• [Instructions to follow]
Write out the records below as a numbered list, from their first line through the line containing "x=970, y=126". Omit blank lines and leave out the pictures.
+++
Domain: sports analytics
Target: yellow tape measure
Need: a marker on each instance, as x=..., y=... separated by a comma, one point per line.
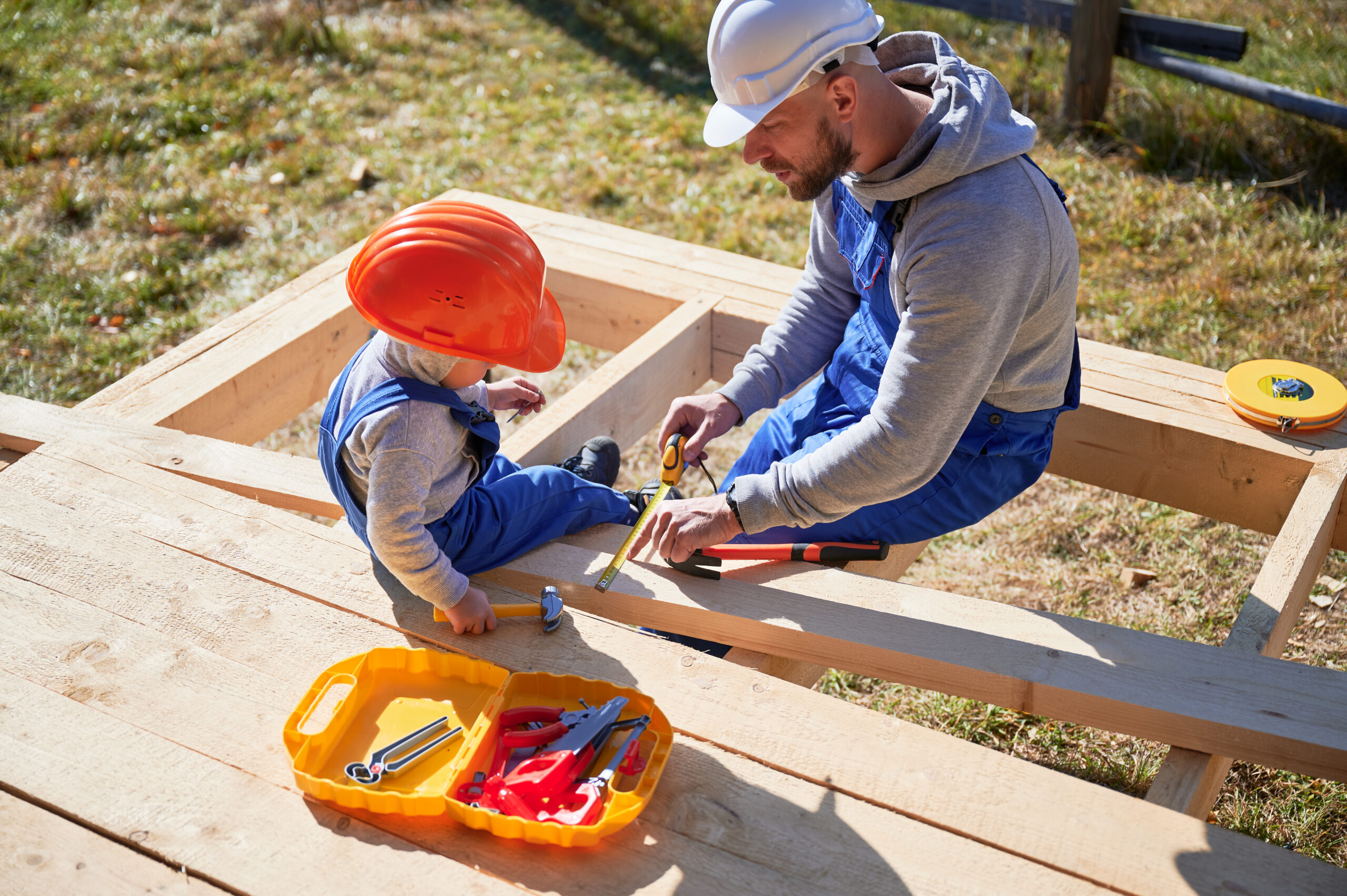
x=1285, y=394
x=671, y=469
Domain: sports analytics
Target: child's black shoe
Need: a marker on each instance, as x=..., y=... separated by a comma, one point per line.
x=598, y=461
x=640, y=498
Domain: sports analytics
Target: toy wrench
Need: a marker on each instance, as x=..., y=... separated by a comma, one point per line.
x=402, y=753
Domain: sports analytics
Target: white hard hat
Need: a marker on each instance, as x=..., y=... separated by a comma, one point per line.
x=761, y=52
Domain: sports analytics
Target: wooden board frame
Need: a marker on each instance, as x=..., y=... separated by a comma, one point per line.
x=681, y=314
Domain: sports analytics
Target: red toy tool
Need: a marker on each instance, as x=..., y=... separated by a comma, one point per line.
x=543, y=786
x=811, y=553
x=582, y=802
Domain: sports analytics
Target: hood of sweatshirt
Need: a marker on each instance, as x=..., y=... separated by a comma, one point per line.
x=970, y=126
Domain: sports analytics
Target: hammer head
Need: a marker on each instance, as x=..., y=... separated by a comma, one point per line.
x=551, y=608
+++
• [Reply]
1. Domain: sports analytics
2. Target: yellow tape measure
3. Need: a marker on each instance, as x=..., y=... separated by a comma, one point per line.
4. x=1285, y=394
5. x=671, y=469
6. Domain: sports analytics
7. Target: child's black shoe
8. Need: a marker on each instance, as x=..., y=... separated by a comma, one point per line.
9. x=598, y=461
10. x=640, y=498
11. Domain: sports analytics
12. Target: toy wrench
13. Need: a marker on each instance, as x=..., y=... separated by a comma, one point per line.
14. x=402, y=753
15. Domain: sports analytics
16. Target: white hard hat
17. Need: a marker on each instance, as x=..., y=... separated by a comma, one point per line.
18. x=761, y=52
19. Domain: sports analytics
20. Target: wooden board frame
21. Need: a marker on each instance, as x=..., y=... separated by a comma, one point per line.
22. x=681, y=314
23. Domain: sports analytics
24. Target: red toy tool
25. Need: a marker on each instance, as x=..., y=... separated by a comma, one point per line.
26. x=543, y=786
27. x=811, y=553
28. x=582, y=802
29. Domain: sports analytics
30. Target: hood of sweatshirt
31. Need: a marker on each instance, as x=..., y=... separated by a comma, one point per line.
32. x=970, y=126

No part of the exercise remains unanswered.